▶ _Tâche courte A_
Relève chaque ligne des entrées ci-dessous où figure la chaîne "below".

*** Extrait du texte ***

Faire le ménage. Beuah.
Me coucher tôt.
Me réveiller tôt.
Quand le nouveau plat que j'imaginais imaginatif, goûteux et original est juste mangeable et rien d'autre.
Faire la causette à mon nouveau four qui n'a pas de conversation, ou plutôt qui a la même tous les jours.
Le client revêche qui ne sourit pas, claque des doigts pour m'appeler, râle que le café est trop chaud et houspille son fils parce qu'il n'a pas dit merci madame.
Rater un gâteau. Grrr.
La crainte que tout ça puisse s'arrêter sans trop prévenir.

Et pourtant... j'aime imaginer que c'est un chemin et que je ne sais pas de quoi sera fait le prochain carrefour. On remet tout en jeu tous les jours. La mouette a raison, ça doit être une question de foi, finalement.

*** Entrées du jeu ***

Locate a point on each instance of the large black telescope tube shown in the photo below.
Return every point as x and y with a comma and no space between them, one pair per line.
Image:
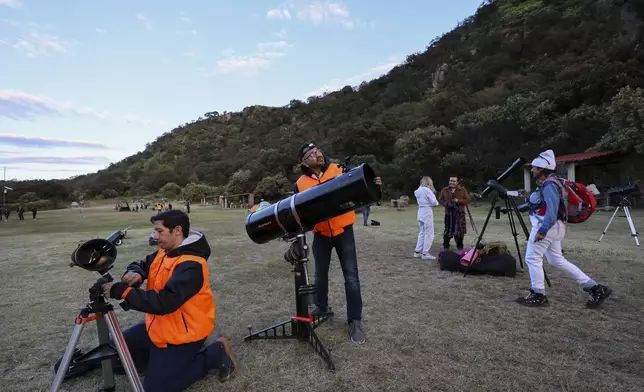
515,165
302,211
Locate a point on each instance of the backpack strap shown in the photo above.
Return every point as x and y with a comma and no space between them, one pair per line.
562,210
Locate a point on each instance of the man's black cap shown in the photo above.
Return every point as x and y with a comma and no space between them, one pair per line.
303,149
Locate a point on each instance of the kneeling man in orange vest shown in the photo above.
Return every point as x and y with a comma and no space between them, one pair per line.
179,309
335,233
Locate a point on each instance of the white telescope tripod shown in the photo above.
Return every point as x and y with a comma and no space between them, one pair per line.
623,204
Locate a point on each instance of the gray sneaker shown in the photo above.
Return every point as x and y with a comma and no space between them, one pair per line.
355,332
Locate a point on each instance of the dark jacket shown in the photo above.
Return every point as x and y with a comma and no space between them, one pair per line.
186,280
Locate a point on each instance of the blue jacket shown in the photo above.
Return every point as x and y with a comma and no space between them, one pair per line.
551,200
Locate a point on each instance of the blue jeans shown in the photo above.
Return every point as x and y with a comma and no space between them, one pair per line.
365,215
345,248
175,367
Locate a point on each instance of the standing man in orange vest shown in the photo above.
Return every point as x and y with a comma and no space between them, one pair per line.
335,233
179,309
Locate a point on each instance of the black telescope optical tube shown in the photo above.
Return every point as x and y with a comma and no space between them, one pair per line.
302,211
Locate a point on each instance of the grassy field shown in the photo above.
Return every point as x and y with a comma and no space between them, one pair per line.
427,330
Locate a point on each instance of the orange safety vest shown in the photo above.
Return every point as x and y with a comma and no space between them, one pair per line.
334,226
194,320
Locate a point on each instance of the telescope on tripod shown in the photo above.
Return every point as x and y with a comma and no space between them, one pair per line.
623,203
97,255
511,208
290,219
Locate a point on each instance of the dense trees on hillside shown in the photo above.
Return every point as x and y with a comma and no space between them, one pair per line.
517,77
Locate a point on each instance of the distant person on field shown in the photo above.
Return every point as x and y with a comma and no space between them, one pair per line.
548,216
454,198
426,199
179,307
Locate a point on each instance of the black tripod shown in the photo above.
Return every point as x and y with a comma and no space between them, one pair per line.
73,364
510,208
471,219
303,324
624,203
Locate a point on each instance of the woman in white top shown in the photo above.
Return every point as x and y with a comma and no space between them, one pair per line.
426,199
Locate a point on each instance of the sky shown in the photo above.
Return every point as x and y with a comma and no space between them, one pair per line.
87,83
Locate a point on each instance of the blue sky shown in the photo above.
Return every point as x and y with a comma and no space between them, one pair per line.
86,83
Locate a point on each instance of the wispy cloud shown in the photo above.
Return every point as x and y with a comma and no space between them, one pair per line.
134,119
280,34
55,160
372,73
250,65
277,13
40,169
316,12
144,20
184,17
11,3
37,44
44,142
18,105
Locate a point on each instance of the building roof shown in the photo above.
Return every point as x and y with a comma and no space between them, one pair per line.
584,156
579,157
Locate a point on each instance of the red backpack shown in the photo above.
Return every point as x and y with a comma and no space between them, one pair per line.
579,203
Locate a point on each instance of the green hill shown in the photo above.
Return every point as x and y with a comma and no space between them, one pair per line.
513,79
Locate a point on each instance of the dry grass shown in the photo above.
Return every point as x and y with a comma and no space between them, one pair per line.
427,330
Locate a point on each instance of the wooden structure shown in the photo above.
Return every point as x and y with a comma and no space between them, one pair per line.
603,169
241,200
567,165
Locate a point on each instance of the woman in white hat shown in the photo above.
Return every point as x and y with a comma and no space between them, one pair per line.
548,230
426,198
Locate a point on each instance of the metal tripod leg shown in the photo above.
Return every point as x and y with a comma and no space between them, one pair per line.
67,357
609,221
106,364
124,352
632,226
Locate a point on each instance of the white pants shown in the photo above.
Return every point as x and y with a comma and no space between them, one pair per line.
425,230
550,246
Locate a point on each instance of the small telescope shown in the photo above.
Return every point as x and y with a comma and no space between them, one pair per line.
515,165
98,254
623,190
300,212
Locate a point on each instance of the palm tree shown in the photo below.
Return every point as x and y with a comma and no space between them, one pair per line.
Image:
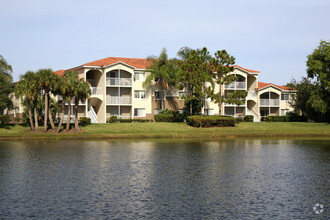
25,89
63,91
163,71
5,85
48,83
71,78
5,68
82,91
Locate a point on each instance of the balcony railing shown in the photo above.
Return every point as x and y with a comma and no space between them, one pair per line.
121,116
117,100
241,105
96,90
236,85
113,81
60,98
269,102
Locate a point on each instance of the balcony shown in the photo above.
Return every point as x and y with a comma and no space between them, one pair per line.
232,105
269,102
120,117
117,100
236,85
114,81
96,90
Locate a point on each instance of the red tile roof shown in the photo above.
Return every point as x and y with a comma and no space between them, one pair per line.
139,63
136,62
60,72
248,70
263,85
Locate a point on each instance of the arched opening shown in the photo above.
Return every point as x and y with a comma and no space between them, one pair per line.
251,82
119,78
269,104
252,109
237,84
94,109
94,78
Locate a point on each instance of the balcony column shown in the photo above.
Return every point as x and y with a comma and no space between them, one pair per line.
119,95
269,103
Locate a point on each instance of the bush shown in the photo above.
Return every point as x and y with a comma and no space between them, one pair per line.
211,121
164,118
248,118
84,120
18,119
170,116
295,117
113,119
134,120
239,119
4,120
276,118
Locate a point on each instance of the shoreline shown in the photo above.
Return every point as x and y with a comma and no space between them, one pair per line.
182,131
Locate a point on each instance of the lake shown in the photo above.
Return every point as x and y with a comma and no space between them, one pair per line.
165,179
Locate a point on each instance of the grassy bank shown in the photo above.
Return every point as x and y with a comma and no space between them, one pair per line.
174,130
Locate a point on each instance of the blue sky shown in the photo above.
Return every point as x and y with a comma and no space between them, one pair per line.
273,37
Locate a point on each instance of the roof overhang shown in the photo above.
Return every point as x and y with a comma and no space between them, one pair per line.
275,87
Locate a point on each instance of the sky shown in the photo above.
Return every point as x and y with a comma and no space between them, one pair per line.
273,37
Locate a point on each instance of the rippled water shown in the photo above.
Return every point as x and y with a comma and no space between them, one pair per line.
236,179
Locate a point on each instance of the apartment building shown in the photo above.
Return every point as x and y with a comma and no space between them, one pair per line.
117,89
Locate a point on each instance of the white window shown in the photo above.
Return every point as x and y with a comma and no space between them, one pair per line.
285,96
139,76
139,94
157,111
140,112
208,112
158,95
284,111
182,94
229,111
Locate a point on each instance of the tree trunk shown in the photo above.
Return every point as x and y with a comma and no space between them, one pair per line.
36,119
163,96
51,119
190,107
61,121
201,107
76,124
46,111
30,116
68,118
220,101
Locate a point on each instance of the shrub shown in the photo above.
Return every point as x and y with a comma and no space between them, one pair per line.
113,119
170,116
18,119
276,118
84,120
239,119
248,118
295,117
211,121
134,120
164,118
4,120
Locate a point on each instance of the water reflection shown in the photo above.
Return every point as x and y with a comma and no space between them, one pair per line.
163,179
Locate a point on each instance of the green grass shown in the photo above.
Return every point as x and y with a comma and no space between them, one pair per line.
175,130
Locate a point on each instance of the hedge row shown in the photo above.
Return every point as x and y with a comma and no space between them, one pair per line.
134,120
211,121
4,120
248,118
292,117
170,116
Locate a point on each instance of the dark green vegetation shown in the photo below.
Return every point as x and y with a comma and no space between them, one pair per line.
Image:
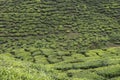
59,39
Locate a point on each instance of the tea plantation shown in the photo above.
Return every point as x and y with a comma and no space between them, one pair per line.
59,39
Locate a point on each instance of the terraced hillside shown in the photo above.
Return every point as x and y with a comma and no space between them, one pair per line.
73,39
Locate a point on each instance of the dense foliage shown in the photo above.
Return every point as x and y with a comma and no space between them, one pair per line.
59,39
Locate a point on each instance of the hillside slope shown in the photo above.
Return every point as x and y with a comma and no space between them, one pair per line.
60,32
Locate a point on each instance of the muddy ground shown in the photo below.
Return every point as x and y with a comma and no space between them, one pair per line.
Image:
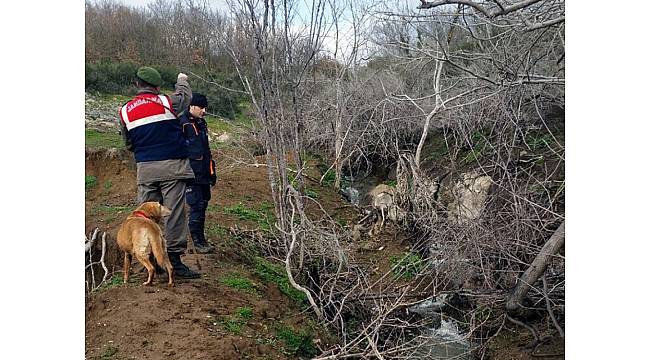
205,318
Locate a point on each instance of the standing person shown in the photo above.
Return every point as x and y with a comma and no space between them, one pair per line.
197,193
154,134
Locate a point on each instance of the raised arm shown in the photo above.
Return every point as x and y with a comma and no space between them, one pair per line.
182,95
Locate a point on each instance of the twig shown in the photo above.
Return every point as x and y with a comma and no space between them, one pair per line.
549,309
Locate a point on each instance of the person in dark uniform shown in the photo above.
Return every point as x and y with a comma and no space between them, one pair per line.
151,130
197,193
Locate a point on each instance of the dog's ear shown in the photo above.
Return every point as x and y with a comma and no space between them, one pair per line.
164,211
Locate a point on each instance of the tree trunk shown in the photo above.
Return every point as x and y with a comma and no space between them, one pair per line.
536,269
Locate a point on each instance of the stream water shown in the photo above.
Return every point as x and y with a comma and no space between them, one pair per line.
442,340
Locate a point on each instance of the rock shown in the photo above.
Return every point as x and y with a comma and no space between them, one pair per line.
469,196
351,194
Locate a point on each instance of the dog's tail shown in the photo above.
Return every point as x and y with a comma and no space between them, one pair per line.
160,253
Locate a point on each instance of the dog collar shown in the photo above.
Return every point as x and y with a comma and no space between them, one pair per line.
139,213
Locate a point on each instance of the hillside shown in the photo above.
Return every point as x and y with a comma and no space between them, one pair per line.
243,306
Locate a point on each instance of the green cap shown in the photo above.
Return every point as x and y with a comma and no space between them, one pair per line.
149,75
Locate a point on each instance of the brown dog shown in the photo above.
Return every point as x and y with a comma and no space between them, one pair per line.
140,235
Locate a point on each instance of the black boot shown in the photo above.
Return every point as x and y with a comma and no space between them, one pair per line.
181,271
202,247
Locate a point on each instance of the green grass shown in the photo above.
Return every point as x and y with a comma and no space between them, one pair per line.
236,322
215,230
298,343
263,216
406,266
103,140
239,282
91,181
330,178
275,274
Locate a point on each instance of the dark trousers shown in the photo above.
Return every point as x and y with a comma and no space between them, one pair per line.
197,197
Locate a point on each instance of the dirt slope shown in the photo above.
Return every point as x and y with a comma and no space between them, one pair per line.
197,319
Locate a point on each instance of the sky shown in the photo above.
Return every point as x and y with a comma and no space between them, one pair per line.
215,4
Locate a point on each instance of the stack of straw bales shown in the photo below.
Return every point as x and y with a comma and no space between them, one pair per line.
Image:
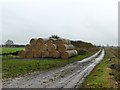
52,48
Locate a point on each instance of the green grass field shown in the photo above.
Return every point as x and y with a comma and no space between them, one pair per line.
12,67
100,76
9,50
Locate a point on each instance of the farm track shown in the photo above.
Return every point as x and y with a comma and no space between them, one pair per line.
69,76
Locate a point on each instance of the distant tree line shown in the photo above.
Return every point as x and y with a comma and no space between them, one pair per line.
10,43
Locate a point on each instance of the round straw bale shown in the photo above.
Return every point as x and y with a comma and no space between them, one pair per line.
27,47
37,54
28,54
69,53
21,54
42,40
49,42
56,54
50,53
33,41
53,40
64,47
45,54
62,41
51,47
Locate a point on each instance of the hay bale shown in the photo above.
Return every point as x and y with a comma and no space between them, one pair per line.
69,53
64,47
42,40
33,41
21,54
51,47
49,42
40,47
51,54
29,54
56,54
27,47
62,41
37,54
45,54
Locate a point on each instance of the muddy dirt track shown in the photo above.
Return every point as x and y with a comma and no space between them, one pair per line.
69,76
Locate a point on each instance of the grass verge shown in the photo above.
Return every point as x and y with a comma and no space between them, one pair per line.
14,68
101,76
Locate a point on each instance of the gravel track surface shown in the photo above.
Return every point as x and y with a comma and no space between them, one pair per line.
69,76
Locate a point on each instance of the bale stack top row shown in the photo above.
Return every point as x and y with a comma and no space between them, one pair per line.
52,48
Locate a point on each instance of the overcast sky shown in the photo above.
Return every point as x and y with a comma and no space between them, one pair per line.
94,21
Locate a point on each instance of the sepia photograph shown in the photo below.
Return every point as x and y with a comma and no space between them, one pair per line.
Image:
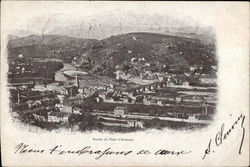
115,73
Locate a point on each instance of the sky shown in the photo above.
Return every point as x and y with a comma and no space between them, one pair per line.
34,15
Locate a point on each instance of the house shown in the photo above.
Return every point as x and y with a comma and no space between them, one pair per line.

***

▶ _Tâche courte B_
Recopie le passage de l'extrait ci-dessus qui va de "Faire le ménage." jusqu'à "sans trop prévenir." inclus.

▶ _Réponse complète A_
Locate a point on each instance of the large black telescope tube shown in the photo below.
Locate a point on each instance of the palm tree shown in the photo below.
Locate a point on each instance of the dark green vegetation shown in the photo below.
Locate a point on each instance of the muddy ground shown in the photo below.
Locate a point on each instance of the stack of straw bales shown in the photo below.
Locate a point on each instance of the sepia photograph shown in the photo below.

▶ _Réponse complète B_
Faire le ménage. Beuah.
Me coucher tôt.
Me réveiller tôt.
Quand le nouveau plat que j'imaginais imaginatif, goûteux et original est juste mangeable et rien d'autre.
Faire la causette à mon nouveau four qui n'a pas de conversation, ou plutôt qui a la même tous les jours.
Le client revêche qui ne sourit pas, claque des doigts pour m'appeler, râle que le café est trop chaud et houspille son fils parce qu'il n'a pas dit merci madame.
Rater un gâteau. Grrr.
La crainte que tout ça puisse s'arrêter sans trop prévenir.